JOB
Copy word for word the part that opens with the line containing "Where can the large" and closes at the end of the rows, including both ends. Leave the pictures out of your answer.

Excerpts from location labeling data
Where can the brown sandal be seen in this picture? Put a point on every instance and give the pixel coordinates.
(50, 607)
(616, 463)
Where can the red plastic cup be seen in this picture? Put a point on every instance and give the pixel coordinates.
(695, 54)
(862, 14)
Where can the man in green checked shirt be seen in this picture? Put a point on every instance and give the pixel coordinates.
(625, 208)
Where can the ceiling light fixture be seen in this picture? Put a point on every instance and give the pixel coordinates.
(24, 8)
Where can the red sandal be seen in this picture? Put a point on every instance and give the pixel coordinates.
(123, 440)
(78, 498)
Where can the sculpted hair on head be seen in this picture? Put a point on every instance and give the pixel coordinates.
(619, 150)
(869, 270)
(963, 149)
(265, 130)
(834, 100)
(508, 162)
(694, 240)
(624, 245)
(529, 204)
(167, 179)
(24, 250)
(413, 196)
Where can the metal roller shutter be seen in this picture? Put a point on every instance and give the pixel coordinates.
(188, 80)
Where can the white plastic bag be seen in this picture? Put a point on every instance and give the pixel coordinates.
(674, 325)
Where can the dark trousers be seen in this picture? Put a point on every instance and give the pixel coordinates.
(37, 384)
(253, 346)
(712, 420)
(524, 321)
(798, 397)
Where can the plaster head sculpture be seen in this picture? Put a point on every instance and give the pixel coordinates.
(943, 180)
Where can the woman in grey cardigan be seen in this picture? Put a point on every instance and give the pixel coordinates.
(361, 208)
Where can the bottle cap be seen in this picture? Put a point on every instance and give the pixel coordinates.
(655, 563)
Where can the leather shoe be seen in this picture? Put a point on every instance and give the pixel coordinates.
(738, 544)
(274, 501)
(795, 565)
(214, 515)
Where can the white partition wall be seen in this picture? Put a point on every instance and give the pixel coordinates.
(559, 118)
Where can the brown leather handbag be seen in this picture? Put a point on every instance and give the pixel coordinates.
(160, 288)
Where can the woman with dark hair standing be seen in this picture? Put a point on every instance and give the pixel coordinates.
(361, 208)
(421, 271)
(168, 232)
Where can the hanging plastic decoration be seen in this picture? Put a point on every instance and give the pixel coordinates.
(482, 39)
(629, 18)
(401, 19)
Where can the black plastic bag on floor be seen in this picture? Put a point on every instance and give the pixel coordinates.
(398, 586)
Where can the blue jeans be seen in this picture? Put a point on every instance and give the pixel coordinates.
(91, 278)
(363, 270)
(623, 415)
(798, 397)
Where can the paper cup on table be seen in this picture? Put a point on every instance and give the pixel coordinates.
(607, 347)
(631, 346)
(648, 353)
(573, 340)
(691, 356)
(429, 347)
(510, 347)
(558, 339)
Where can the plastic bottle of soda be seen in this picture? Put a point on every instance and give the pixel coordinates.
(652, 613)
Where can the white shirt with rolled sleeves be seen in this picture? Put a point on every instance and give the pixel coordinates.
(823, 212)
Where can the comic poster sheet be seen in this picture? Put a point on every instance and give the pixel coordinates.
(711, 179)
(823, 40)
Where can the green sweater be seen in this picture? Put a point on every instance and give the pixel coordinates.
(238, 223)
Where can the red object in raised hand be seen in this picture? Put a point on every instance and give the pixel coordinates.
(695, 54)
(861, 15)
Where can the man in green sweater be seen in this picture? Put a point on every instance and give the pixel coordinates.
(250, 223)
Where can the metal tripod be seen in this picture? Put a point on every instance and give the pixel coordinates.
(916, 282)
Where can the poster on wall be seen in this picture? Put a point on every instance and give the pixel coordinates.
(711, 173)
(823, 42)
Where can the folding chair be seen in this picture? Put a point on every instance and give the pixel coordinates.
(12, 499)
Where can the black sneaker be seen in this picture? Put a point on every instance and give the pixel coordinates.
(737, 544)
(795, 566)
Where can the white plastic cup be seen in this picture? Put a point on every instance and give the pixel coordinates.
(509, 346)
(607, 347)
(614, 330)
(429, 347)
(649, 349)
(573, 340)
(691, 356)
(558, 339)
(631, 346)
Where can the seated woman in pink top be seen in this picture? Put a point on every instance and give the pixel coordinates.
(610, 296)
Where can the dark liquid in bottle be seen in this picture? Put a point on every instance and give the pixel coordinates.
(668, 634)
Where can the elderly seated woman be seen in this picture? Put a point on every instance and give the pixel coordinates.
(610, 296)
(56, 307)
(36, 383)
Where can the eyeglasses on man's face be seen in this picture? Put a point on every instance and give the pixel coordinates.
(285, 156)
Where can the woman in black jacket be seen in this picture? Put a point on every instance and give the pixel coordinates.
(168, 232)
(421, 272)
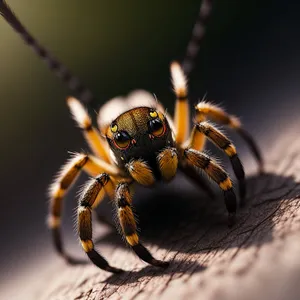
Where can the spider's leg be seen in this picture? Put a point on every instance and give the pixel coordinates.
(128, 225)
(87, 202)
(205, 109)
(67, 176)
(222, 142)
(216, 173)
(167, 161)
(182, 110)
(91, 134)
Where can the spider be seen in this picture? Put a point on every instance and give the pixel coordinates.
(138, 142)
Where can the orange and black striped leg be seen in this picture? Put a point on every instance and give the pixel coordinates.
(129, 228)
(221, 141)
(167, 162)
(205, 109)
(87, 202)
(216, 173)
(91, 134)
(67, 176)
(182, 110)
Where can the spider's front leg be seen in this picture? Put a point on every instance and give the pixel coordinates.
(66, 177)
(128, 225)
(216, 173)
(86, 204)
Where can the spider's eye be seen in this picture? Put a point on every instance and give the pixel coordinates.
(122, 139)
(156, 127)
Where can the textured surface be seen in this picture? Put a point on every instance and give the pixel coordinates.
(257, 258)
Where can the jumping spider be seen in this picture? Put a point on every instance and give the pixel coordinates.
(137, 141)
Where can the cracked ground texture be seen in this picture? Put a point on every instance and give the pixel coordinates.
(256, 259)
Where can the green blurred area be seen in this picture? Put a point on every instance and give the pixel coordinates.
(249, 62)
(113, 46)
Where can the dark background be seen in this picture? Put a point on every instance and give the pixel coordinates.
(249, 62)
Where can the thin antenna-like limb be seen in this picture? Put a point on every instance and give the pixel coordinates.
(197, 36)
(75, 85)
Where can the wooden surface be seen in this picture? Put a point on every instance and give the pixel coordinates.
(259, 258)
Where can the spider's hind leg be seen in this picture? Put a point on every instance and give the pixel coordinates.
(204, 129)
(217, 174)
(205, 109)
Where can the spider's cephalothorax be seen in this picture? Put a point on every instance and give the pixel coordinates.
(138, 142)
(139, 134)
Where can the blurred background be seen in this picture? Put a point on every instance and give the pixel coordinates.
(249, 62)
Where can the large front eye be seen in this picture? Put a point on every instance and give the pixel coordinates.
(156, 127)
(122, 139)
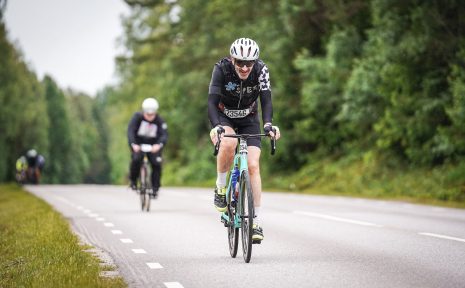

RESULT FOR THIS TASK
Where can the large front eye be seen in this picture? Put a point on every instance and give the pixel coordinates.
(156, 127)
(122, 139)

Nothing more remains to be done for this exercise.